Tugas A: Sebutkan semua nama anak pasangan KH. Maulana dan Nyai Saliyah yang tercantum dalam teks tentang KH. Ghozali bin Lanah.
Tugas B: Tuliskan kembali tanpa perubahan bagian teks tentang KH. Ghozali bin Lanah yang dimulai dari "Kelahiran dan Masa" sampai dengan "dengan Nyai Saliyah.".

Monday, May 1, 2017

KH. Ghozali Bin Lanah

Kelahiran dan Masa Kecil

Sejarah pesantren Sarang tidak bisa lepas dari peranan besar Mu’assis (perintis) yang menjadi cikal bakal berdirinya pondok pesantren Sarang, namnya harum semerbak tiada habisnya. Beliau adalah putra sulung dari pasangan KH. Maulana atau yang biasa disapa Mbah Lanah dengan Nyai Saliyah.

Beliau merupakan anak pertama dari tiga bersaudara, yaitu : Saliyo, Hasan dan Sinto. Lahir pada tahun 1184 H./1770 M. dengan nama Saliyo dan sekarang dikenal dengan nama KH. Ghozali bin Lanah. Beliau berganti nama Ghozali setelah kepulangannya dari tanah haram, Makkah, sebagi bentuk tafa’ulan kepada hujjatul islam Imam Ghozali.

Sebagaimana pepatah “Buah jatuh tak jauh dari pohonnya”, beliau banyak mewarisi sifat yang dimiliki ayahndanya dalam ketaatan beribadah dan kecintaannya terhadap ilmu agama.

Sekilas Mengenai Mbah Lanah

Tokoh yang kerap disapa Mbah Lanah ini merupakan tokoh yang berjuang bersama pasukan Pangeran Diponegoro guna membebaskan tanah Jawa dari cengkeraman para penjajah. Namun setelah mendengar kabar bahwa Pangeran Diponegoro berhasil dikalahkan oleh tentara Belanda dengan menggunakan siasat liciknya, Mbah Lanah beralih untuk memfokuskan diri dalam dakwah menegakkan agama Allah melalui metode pengajaran agama dan tidak lagi mengangkat senjata memerangi musuh secara lahiriyyah.

Karena terus dikejar oleh para penjajah, akhirnya Mbah Lanah hijrah dari Madura ke Sarang yang awalnya tidak banyak dihuni oleh penduduk. Sesampainya di Sarang, dengan telaten beliau mengawali kiprahnya dengan mengajarkan ilmu agama islam kepada masyarakat setempat. Berkat tangan dingin serta ketulusan hati beliau dalam waktu yang singkat Mbah Lanah mampu menarik perhatian penduduk sekitar untuk mempelajari ilmu agama secara mendalam.

Perjalana Intelektual

Semasa remaja Saliyo menimba ilmu di pesantren Belitung, Kalipang (sebuah desa yang terletak 3,5 Km di sebelah barat Ds. Karangmangu) yang merupakan pondok pesantren pertama yang ada di kecamatan Sarang yang kala itu diasuh oleh KH. Hasan Mursyidin. Konon, desa tersebut dinamakan Belitung karena orang pertama yang berdakwah di situ bersal dari dari daerah Bangka Belitung, Sumatra Barat, hingga pada akhirnya ulama tersebut dikenal dengan sebutan wali Belitung yang kemudian nama beliau diabadikan menjadi nama desa.

Kumpulan Data:
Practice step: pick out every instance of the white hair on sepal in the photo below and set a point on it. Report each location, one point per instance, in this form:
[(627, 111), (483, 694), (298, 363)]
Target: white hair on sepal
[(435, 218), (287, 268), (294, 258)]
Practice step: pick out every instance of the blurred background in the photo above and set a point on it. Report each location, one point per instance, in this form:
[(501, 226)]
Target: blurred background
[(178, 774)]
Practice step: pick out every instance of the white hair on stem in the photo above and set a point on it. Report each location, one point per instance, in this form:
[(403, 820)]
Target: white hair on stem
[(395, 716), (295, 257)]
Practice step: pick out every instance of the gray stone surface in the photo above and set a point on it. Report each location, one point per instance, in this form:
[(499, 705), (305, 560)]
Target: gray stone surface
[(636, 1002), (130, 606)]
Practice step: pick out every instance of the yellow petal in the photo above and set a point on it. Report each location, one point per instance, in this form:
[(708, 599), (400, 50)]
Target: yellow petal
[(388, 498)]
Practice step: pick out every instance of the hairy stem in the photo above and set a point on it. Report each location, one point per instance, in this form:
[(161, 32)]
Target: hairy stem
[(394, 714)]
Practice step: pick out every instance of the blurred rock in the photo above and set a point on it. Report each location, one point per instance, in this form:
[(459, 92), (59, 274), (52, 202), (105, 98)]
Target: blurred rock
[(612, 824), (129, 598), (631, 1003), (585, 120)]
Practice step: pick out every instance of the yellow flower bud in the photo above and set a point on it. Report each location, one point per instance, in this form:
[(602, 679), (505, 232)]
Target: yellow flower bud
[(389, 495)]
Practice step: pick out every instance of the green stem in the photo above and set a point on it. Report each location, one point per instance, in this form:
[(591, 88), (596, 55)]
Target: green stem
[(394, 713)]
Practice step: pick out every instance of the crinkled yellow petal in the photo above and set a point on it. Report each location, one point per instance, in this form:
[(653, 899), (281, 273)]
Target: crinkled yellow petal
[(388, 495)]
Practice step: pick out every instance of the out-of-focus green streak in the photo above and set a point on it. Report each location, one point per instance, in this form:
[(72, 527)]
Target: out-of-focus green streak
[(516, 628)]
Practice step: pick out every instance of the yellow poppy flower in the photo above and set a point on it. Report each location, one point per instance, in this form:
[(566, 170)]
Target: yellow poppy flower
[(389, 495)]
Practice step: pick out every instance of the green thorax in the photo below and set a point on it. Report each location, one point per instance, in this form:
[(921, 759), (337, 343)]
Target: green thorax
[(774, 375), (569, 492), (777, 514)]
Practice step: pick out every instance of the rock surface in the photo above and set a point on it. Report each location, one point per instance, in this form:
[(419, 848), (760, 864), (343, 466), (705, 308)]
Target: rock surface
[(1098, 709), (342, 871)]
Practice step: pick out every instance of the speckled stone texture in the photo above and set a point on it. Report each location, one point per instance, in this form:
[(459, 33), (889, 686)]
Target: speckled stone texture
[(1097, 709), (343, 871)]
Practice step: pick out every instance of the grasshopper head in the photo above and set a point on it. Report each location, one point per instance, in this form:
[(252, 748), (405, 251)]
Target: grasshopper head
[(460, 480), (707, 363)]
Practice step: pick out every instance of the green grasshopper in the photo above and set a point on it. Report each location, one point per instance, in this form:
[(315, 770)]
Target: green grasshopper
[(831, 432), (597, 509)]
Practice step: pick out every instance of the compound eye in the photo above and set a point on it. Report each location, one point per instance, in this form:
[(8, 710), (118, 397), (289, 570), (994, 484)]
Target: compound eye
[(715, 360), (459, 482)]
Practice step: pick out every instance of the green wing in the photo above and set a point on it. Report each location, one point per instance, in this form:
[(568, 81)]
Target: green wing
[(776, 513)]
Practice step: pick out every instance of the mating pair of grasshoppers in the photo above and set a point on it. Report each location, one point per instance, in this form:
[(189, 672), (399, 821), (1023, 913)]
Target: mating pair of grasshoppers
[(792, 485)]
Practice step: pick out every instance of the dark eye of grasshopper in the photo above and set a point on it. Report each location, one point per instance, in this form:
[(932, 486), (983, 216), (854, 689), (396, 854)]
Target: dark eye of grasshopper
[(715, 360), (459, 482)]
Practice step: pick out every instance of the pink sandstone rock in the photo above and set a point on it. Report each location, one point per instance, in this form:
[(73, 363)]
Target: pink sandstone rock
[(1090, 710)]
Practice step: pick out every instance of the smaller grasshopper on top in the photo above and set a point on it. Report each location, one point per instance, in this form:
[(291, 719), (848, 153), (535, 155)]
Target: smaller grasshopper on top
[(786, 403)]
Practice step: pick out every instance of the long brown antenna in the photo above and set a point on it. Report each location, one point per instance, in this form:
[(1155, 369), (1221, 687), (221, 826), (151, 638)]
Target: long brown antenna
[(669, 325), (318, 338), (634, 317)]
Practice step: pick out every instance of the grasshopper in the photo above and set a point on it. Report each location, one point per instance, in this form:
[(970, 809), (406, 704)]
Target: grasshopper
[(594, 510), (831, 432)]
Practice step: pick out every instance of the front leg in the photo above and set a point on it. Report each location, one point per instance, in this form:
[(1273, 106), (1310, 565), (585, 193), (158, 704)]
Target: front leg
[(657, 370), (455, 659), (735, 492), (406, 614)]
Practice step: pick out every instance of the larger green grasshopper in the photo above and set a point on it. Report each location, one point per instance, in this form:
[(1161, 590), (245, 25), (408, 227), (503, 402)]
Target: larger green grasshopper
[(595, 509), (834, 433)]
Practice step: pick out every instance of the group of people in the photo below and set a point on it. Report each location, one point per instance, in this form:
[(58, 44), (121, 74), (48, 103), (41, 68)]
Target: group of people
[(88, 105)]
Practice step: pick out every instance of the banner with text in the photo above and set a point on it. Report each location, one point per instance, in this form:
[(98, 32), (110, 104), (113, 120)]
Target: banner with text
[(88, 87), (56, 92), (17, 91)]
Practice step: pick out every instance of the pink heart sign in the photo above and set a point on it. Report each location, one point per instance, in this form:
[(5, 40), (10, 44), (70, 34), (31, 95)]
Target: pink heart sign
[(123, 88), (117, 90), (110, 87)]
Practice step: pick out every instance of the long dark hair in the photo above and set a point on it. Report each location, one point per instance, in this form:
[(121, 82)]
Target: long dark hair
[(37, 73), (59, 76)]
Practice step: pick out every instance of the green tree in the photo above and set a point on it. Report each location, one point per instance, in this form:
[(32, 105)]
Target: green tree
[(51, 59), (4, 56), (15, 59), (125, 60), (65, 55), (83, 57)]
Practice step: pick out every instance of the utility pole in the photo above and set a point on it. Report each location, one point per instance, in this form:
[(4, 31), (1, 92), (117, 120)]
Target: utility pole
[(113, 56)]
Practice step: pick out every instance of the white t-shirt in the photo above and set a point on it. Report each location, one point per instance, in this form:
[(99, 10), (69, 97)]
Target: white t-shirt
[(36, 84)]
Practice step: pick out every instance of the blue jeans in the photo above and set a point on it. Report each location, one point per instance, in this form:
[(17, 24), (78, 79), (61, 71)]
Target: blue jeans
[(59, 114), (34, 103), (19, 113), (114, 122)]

Hasil A: Anak-anak pasangan KH. Maulana dan Nyai Saliyah adalah Saliyo, Hasan, dan Sinto.

Hasil B:
Kelahiran dan Masa Kecil

Sejarah pesantren Sarang tidak bisa lepas dari peranan besar Mu’assis (perintis) yang menjadi cikal bakal berdirinya pondok pesantren Sarang, namnya harum semerbak tiada habisnya. Beliau adalah putra sulung dari pasangan KH. Maulana atau yang biasa disapa Mbah Lanah dengan Nyai Saliyah.